What you need to do
How many of the lines below contain the string "wooden"? Reply with the number only.

Entries
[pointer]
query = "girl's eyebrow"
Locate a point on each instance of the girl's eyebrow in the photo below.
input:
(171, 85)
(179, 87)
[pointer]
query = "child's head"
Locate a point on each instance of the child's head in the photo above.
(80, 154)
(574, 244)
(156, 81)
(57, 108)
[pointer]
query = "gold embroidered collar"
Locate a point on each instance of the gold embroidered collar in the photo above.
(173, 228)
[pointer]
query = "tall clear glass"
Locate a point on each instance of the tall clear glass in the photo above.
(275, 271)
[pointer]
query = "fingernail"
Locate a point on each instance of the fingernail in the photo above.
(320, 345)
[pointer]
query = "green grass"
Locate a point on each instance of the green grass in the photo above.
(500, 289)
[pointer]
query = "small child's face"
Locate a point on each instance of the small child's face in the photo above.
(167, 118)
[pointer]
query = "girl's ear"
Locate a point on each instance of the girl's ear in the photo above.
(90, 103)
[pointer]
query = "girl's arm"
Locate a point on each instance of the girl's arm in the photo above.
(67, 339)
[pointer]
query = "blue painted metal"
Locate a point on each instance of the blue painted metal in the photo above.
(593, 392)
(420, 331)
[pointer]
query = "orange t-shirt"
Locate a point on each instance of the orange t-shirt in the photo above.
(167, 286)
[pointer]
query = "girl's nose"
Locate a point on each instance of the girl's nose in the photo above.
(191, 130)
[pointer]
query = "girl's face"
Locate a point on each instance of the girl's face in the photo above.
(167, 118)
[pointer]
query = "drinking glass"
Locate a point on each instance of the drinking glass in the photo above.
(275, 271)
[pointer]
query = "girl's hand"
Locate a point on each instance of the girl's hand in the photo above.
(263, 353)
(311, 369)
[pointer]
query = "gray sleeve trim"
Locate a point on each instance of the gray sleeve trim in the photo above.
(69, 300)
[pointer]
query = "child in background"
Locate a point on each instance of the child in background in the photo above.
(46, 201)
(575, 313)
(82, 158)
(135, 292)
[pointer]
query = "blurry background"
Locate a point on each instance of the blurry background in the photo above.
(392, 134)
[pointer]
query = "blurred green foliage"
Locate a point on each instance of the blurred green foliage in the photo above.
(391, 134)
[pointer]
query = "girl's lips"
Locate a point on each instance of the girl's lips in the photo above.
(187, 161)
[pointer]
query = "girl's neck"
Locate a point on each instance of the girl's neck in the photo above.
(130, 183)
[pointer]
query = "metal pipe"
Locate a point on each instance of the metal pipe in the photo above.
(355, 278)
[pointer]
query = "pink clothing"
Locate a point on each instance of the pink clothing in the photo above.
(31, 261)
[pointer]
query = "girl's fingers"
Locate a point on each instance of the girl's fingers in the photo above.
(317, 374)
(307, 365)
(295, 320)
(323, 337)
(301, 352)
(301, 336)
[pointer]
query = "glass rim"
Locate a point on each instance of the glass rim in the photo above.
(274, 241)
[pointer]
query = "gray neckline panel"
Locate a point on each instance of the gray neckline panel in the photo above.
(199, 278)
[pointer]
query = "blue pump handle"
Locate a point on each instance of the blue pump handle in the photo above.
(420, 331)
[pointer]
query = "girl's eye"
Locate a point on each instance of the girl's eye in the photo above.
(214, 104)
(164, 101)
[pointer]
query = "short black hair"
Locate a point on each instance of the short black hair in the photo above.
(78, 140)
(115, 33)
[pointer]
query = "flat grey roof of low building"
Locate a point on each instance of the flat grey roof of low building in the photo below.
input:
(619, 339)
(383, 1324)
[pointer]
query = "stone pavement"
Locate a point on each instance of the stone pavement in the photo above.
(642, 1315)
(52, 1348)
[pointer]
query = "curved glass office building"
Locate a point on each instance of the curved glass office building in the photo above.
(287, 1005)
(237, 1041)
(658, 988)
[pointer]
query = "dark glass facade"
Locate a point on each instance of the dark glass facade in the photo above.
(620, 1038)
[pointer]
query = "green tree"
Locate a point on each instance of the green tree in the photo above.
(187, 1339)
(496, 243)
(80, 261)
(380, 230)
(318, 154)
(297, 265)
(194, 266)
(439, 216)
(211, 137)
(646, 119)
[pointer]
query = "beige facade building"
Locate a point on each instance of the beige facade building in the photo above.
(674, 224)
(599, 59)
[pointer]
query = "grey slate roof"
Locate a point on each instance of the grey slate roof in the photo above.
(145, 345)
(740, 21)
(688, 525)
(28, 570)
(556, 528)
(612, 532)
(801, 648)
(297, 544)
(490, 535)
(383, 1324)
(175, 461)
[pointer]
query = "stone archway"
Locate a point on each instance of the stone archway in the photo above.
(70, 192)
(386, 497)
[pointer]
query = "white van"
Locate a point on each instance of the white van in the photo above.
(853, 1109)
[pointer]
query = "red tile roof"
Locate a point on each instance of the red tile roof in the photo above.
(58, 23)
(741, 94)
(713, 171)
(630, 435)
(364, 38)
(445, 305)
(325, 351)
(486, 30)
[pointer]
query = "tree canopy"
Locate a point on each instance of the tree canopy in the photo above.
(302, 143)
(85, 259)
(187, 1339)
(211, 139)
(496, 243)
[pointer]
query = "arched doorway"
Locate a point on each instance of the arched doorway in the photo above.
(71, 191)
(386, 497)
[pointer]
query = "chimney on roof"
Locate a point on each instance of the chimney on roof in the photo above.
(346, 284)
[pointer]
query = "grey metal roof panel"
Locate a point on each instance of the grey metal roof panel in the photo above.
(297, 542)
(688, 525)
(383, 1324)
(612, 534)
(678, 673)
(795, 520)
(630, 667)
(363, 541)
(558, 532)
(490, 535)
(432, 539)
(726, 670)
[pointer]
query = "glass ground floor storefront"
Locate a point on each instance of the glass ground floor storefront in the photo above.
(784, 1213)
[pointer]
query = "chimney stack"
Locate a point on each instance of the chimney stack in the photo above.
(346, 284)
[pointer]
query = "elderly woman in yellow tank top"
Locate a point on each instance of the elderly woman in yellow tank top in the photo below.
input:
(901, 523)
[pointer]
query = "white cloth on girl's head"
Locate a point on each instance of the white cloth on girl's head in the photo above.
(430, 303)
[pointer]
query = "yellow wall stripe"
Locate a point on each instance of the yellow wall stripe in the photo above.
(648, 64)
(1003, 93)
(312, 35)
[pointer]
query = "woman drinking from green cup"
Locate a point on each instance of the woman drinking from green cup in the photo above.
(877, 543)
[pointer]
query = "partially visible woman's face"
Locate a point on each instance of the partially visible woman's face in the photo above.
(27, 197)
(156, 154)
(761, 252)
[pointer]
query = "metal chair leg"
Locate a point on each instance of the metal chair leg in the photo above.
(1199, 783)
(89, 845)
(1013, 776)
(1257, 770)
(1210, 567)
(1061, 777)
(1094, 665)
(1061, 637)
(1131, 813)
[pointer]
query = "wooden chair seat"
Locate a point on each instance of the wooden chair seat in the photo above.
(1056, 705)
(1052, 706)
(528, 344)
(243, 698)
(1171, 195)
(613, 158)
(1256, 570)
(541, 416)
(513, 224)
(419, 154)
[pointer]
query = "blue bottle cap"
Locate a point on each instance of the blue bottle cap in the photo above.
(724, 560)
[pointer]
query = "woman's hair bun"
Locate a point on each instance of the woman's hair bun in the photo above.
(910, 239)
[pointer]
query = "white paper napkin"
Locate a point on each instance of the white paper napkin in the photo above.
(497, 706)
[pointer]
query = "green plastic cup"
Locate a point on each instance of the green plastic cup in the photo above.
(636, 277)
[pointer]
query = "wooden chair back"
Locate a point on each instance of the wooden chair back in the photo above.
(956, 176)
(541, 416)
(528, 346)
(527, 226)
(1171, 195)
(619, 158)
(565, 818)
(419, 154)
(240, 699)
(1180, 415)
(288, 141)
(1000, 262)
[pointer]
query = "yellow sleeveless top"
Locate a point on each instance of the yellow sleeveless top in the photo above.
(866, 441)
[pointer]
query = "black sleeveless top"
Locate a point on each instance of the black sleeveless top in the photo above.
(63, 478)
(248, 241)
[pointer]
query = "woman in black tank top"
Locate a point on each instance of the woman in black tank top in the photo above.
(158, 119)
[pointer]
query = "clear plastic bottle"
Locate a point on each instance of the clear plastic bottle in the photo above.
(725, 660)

Solution to this task
4